◆ **Record extracts**
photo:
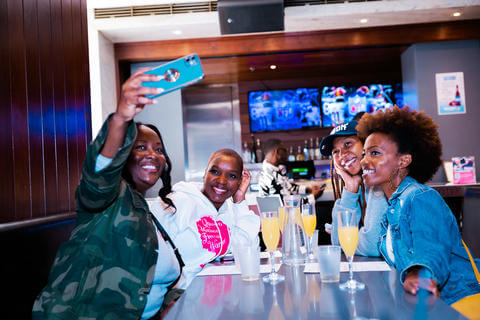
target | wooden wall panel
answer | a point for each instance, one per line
(35, 114)
(19, 119)
(60, 101)
(45, 110)
(6, 160)
(47, 59)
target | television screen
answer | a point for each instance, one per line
(341, 104)
(275, 110)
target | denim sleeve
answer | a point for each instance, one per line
(369, 234)
(430, 223)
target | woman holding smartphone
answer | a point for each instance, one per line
(118, 263)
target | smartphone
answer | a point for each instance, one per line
(177, 74)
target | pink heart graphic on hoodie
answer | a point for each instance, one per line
(215, 235)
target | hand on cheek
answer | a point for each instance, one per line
(242, 189)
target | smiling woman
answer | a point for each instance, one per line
(117, 250)
(419, 234)
(209, 216)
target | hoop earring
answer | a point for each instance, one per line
(401, 173)
(392, 184)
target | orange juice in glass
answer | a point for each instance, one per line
(348, 237)
(309, 220)
(270, 236)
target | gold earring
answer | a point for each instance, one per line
(393, 174)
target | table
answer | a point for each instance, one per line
(303, 296)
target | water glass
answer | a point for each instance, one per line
(329, 263)
(249, 256)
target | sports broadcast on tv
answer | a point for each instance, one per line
(284, 109)
(341, 104)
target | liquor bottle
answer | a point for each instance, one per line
(291, 155)
(253, 152)
(305, 150)
(300, 156)
(318, 155)
(311, 150)
(258, 151)
(246, 154)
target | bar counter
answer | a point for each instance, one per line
(303, 296)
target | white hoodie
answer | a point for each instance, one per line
(200, 232)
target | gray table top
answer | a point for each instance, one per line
(303, 296)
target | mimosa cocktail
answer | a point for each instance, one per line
(348, 237)
(270, 236)
(309, 219)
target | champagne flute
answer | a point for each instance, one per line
(309, 223)
(271, 235)
(348, 236)
(281, 220)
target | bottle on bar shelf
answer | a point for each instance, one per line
(317, 153)
(291, 155)
(311, 150)
(246, 154)
(305, 150)
(258, 151)
(300, 156)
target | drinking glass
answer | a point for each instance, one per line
(348, 236)
(271, 235)
(309, 219)
(281, 220)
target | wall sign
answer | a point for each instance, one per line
(450, 93)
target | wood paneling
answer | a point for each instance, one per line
(303, 59)
(268, 43)
(44, 107)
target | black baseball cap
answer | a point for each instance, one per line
(344, 129)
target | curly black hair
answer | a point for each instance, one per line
(166, 174)
(414, 132)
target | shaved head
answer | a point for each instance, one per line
(230, 153)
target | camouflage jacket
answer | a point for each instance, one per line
(105, 270)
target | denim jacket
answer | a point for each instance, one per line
(368, 234)
(425, 234)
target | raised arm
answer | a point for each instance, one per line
(132, 101)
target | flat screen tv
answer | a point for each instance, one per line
(341, 104)
(275, 110)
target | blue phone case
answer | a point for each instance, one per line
(178, 74)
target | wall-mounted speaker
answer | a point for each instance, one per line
(245, 16)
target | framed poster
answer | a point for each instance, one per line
(450, 93)
(464, 170)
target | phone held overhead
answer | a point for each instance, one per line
(176, 74)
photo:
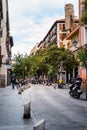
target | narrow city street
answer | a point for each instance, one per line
(55, 106)
(60, 111)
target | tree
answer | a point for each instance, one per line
(82, 55)
(84, 15)
(21, 65)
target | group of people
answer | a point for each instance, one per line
(16, 82)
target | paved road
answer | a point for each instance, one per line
(12, 110)
(60, 111)
(55, 106)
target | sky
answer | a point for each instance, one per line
(30, 21)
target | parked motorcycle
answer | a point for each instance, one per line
(75, 90)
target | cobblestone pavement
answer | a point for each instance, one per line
(55, 106)
(12, 110)
(60, 111)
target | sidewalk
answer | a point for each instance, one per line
(12, 110)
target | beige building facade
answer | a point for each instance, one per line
(6, 42)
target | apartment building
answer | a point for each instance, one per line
(82, 37)
(6, 42)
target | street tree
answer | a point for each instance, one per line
(83, 19)
(82, 56)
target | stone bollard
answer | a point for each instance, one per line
(39, 125)
(27, 108)
(19, 91)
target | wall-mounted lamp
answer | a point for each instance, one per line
(75, 43)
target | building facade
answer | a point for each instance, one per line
(6, 42)
(82, 37)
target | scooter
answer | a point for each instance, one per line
(75, 90)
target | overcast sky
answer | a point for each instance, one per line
(30, 20)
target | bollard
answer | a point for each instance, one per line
(27, 108)
(19, 91)
(39, 125)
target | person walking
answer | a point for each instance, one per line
(13, 82)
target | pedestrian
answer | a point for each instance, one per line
(13, 82)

◆ **Exercise task**
Rewrite all of the records above with every "target" changed to "object label" and everything else left unchanged. Omit the pictures from your answer.

◆ **Exercise response**
photo:
object label | wooden wall panel
answer | a point for each instance, one per line
(35, 114)
(19, 119)
(60, 101)
(45, 110)
(6, 160)
(47, 59)
object label | television screen
answer | a point for each instance, one per line
(341, 104)
(275, 110)
object label | denim sleeve
answer | a point for each instance, one per line
(369, 234)
(430, 223)
object label | woman holding smartphone
answer | a point for each instance, one per line
(118, 263)
object label | smartphone
answer | a point for each instance, one per line
(177, 74)
object label | pink heart graphic on hoodie
answer | a point for each instance, one per line
(215, 235)
object label | hand on cheek
answer | a point for each instance, one per line
(242, 189)
object label | smiling woman
answer | a point for each instance, one per line
(117, 250)
(419, 234)
(209, 216)
object label | hoop earring
answer | a point for each instance, one per line
(401, 173)
(392, 184)
object label | orange juice in glass
answer | a point for each instance, one per line
(348, 237)
(309, 220)
(270, 236)
object label | gold earring
answer | a point for each instance, one per line
(393, 174)
object label | table
answer | a point for each instance, one per line
(303, 296)
object label | water glass
answer | a point for each instance, one per line
(329, 263)
(249, 256)
object label | sports broadcast on tv
answer | a point for each instance, one per line
(284, 109)
(341, 104)
object label | liquor bottle
answer | a point for each instance, one per line
(291, 155)
(253, 152)
(305, 150)
(300, 156)
(318, 155)
(311, 150)
(258, 151)
(246, 154)
object label | bar counter
answer | a point for each instance, one per line
(303, 296)
object label | white hoodie
answer | a point for each instance, one per line
(200, 232)
object label | gray table top
answer | a point for each instance, one per line
(303, 296)
object label | mimosa cocktail
answer | a point for each instance, one per line
(348, 237)
(270, 236)
(309, 219)
object label | champagne flute
answer | a point for each instance, one per line
(309, 223)
(271, 235)
(348, 236)
(281, 220)
object label | bottle on bar shelf
answer | a point for each instance, one per line
(317, 153)
(291, 155)
(311, 150)
(246, 154)
(305, 150)
(258, 151)
(300, 156)
object label | drinking glass
answer | a point for each instance, one per line
(348, 236)
(271, 235)
(309, 219)
(281, 220)
object label | wall sign
answer | a point for each instance, one per line
(450, 93)
object label | wood paneling
answer | a point for each instance, one per line
(303, 59)
(268, 43)
(44, 107)
object label | black baseball cap
answer | a point for each instance, one per line
(344, 129)
object label | curly black hair
answer | a point for each instance, one per line
(166, 174)
(414, 132)
object label | shaved head
answer | a point for each instance, one per line
(230, 153)
object label | camouflage jacket
answer | a point for each instance, one per line
(105, 270)
object label | denim jacket
answer | a point for each instance, one per line
(368, 234)
(425, 234)
object label | raised arm
answer | a point for each instance, one per line
(132, 101)
object label | flat screen tv
answer | a point for each instance, one per line
(341, 104)
(275, 110)
object label | blue phone case
answer | a point for each instance, one per line
(178, 74)
object label | wall-mounted speaker
answer | a point for each instance, one per line
(245, 16)
object label | framed poster
answer | a point for each instance, one per line
(450, 93)
(464, 170)
object label | phone held overhead
answer | a point for each instance, one per line
(176, 74)
photo:
object label | narrow city street
answer | a point for each instance, one per line
(55, 106)
(60, 111)
object label | tree
answer | a point for each instance, one per line
(82, 55)
(84, 15)
(21, 65)
object label | group of people
answer | a point for each instance, one per line
(16, 82)
object label | paved road
answer | a point for each instance, one per line
(12, 110)
(60, 111)
(55, 106)
object label | sky
answer | a point for each instance, one per line
(30, 21)
object label | parked motorcycle
answer | a point for each instance, one per line
(75, 90)
object label | cobblestone pavement
answer | a point for each instance, one per line
(55, 106)
(12, 110)
(60, 111)
object label | sidewalk
answer | a point for each instance, one per line
(12, 110)
object label | beige building facade
answer | a point for each instance, one per line
(6, 42)
object label | apartment building
answer | a point for each instance, one per line
(82, 37)
(6, 42)
object label | street tree
answer | a point for each instance, one per line
(83, 19)
(82, 56)
object label | stone bollard
answer | a point for each instance, one per line
(39, 125)
(27, 108)
(19, 91)
object label | wall-mounted lamp
answer | a point for each instance, one per line
(75, 43)
object label | building facade
answer | a point for each instance, one per line
(6, 42)
(82, 37)
object label | scooter
answer | a point for each instance, one per line
(75, 90)
object label | overcast sky
answer | a point for each instance, one per line
(30, 20)
object label | bollard
answer | a point for each instance, one per line
(27, 108)
(19, 91)
(39, 125)
object label | person walking
answer | a point for each instance, one per line
(13, 82)
object label | pedestrian
answer | a point for each instance, one per line
(13, 82)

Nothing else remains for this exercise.